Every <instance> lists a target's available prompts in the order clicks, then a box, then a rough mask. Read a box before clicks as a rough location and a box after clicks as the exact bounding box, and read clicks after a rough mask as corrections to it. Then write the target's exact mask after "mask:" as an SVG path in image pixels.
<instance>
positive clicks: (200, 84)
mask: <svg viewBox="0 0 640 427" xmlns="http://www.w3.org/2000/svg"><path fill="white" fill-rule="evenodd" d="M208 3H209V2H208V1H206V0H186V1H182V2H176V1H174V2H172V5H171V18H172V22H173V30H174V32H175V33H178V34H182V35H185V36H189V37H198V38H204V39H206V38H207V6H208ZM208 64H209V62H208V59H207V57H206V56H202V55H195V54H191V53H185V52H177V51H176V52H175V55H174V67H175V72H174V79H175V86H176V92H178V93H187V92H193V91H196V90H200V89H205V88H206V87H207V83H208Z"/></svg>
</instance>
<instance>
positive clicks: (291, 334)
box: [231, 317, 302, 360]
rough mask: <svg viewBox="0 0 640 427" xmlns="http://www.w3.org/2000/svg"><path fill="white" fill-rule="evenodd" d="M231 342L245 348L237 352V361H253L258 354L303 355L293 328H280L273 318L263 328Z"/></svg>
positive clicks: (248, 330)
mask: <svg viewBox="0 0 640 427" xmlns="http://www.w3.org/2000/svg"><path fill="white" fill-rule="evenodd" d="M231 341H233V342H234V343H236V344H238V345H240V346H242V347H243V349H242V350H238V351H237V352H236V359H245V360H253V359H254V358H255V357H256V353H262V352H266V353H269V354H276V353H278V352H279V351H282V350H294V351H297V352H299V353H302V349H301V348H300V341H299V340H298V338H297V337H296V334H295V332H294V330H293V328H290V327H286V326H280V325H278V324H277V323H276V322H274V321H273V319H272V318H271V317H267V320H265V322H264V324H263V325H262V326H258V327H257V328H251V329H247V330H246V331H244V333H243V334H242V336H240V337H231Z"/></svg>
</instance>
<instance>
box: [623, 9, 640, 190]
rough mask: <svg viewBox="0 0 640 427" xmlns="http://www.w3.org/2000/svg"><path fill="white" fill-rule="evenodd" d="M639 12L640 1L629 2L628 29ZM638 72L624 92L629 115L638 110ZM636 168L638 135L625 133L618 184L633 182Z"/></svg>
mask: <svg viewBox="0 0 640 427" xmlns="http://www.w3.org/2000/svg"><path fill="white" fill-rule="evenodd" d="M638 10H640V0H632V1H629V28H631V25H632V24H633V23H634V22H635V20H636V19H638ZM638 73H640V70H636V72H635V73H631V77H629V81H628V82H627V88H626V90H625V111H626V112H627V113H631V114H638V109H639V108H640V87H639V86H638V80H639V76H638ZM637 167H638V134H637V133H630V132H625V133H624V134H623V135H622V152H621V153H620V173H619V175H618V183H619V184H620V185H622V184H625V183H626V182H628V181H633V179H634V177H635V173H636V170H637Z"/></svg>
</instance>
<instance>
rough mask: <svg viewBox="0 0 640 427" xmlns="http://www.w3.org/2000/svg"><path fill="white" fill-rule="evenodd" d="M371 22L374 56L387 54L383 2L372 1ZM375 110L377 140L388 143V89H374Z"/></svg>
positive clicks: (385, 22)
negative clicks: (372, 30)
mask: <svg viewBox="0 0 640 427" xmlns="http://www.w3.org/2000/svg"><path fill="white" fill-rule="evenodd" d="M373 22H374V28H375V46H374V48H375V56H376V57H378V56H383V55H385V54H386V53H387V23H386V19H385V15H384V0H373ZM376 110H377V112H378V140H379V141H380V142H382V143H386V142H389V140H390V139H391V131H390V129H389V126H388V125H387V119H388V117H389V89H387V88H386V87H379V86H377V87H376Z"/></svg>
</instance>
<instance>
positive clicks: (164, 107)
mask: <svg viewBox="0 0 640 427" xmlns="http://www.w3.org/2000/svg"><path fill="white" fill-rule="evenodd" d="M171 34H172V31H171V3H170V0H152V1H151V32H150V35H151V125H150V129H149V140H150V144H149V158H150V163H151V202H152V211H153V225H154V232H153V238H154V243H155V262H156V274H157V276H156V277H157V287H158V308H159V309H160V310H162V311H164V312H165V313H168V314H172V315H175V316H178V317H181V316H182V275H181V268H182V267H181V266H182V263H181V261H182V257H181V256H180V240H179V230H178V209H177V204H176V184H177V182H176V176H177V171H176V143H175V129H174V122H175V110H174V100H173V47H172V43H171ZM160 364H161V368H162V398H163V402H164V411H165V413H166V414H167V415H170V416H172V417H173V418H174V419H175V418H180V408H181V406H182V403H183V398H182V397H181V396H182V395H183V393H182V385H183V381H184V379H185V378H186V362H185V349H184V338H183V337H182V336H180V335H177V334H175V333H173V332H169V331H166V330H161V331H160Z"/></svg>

—————

THE TASK >>
Would you set down every entry again, exactly?

RESPONSE BOX >>
Every <instance> lists a target's available prompts in the order clicks, then a box, then a rough mask. Read a box before clicks as a rough location and a box after clicks as the exact bounding box, and read clicks after a rough mask as corrections to it. Then write the target's exact mask after "mask:" as an SVG path in image pixels.
<instance>
positive clicks: (200, 84)
mask: <svg viewBox="0 0 640 427" xmlns="http://www.w3.org/2000/svg"><path fill="white" fill-rule="evenodd" d="M208 3H209V2H208V1H206V0H186V1H182V2H176V1H174V2H172V5H171V18H172V22H173V30H174V32H175V33H178V34H182V35H185V36H189V37H198V38H204V39H206V38H207V6H208ZM208 64H209V62H208V59H207V57H206V56H202V55H195V54H191V53H185V52H177V51H176V52H175V55H174V67H175V72H174V79H175V86H176V92H178V93H187V92H193V91H196V90H200V89H205V88H206V87H207V83H208Z"/></svg>
</instance>
<instance>
positive clicks: (291, 334)
box: [231, 317, 302, 360]
rough mask: <svg viewBox="0 0 640 427" xmlns="http://www.w3.org/2000/svg"><path fill="white" fill-rule="evenodd" d="M231 342L245 348L237 352V361H253L258 354L303 355L293 328H280L273 318L263 328Z"/></svg>
positive clicks: (248, 330)
mask: <svg viewBox="0 0 640 427" xmlns="http://www.w3.org/2000/svg"><path fill="white" fill-rule="evenodd" d="M231 341H233V342H234V343H236V344H238V345H240V346H242V347H243V349H242V350H238V351H237V352H236V359H245V360H253V359H254V358H255V357H256V353H262V352H266V353H269V354H276V353H278V352H279V351H282V350H294V351H297V352H299V353H302V349H301V348H300V341H299V340H298V338H297V337H296V334H295V332H294V330H293V328H290V327H286V326H280V325H278V324H277V323H276V322H274V321H273V319H272V318H271V317H267V320H265V322H264V324H263V325H262V326H258V327H257V328H251V329H247V330H246V331H244V333H243V334H242V336H240V337H231Z"/></svg>
</instance>
<instance>
box: [623, 9, 640, 190]
rough mask: <svg viewBox="0 0 640 427" xmlns="http://www.w3.org/2000/svg"><path fill="white" fill-rule="evenodd" d="M639 12L640 1L629 2L628 29ZM638 72L624 92L629 115L638 110ZM636 168L638 135L625 133L618 184L633 182Z"/></svg>
mask: <svg viewBox="0 0 640 427" xmlns="http://www.w3.org/2000/svg"><path fill="white" fill-rule="evenodd" d="M638 10H640V0H632V1H629V28H631V25H632V24H633V23H634V22H635V20H636V19H638ZM638 73H640V70H636V72H635V73H631V77H629V81H628V82H627V88H626V90H625V111H626V112H627V113H631V114H638V109H639V108H640V87H639V86H638V80H639V76H638ZM637 167H638V134H637V133H630V132H625V133H624V134H623V135H622V152H621V153H620V173H619V175H618V183H619V184H620V185H622V184H625V183H626V182H628V181H633V179H634V177H635V173H636V170H637Z"/></svg>
</instance>
<instance>
rough mask: <svg viewBox="0 0 640 427" xmlns="http://www.w3.org/2000/svg"><path fill="white" fill-rule="evenodd" d="M371 22L374 56L387 54L383 2L372 1ZM375 110L377 140L388 143V89H374Z"/></svg>
positive clicks: (385, 22)
negative clicks: (372, 30)
mask: <svg viewBox="0 0 640 427" xmlns="http://www.w3.org/2000/svg"><path fill="white" fill-rule="evenodd" d="M373 22H374V28H375V46H374V48H375V56H376V57H378V56H383V55H385V54H386V53H387V23H386V19H385V15H384V0H373ZM376 110H377V112H378V140H379V141H380V142H382V143H386V142H389V140H390V139H391V131H390V129H389V126H388V125H387V119H388V117H389V89H387V88H386V87H379V86H377V87H376Z"/></svg>
</instance>
<instance>
positive clicks: (164, 107)
mask: <svg viewBox="0 0 640 427" xmlns="http://www.w3.org/2000/svg"><path fill="white" fill-rule="evenodd" d="M171 34H172V31H171V3H170V0H152V1H151V32H150V35H151V125H150V129H149V140H150V144H149V158H150V163H151V202H152V211H153V225H154V232H153V238H154V243H155V262H156V274H157V276H156V277H157V287H158V308H159V309H160V310H162V311H164V312H165V313H168V314H172V315H175V316H178V317H181V316H182V275H181V268H182V267H181V266H182V263H181V261H182V257H181V256H180V240H179V230H178V209H177V204H176V184H177V182H176V176H177V171H176V143H175V129H174V122H175V110H174V100H173V47H172V43H171ZM160 364H161V368H162V398H163V402H164V411H165V413H166V414H167V415H170V416H172V417H173V418H174V419H175V418H180V408H181V406H182V403H183V398H182V397H181V396H182V395H183V393H182V385H183V381H184V379H185V378H186V362H185V349H184V338H183V337H182V336H180V335H177V334H175V333H173V332H169V331H166V330H161V331H160Z"/></svg>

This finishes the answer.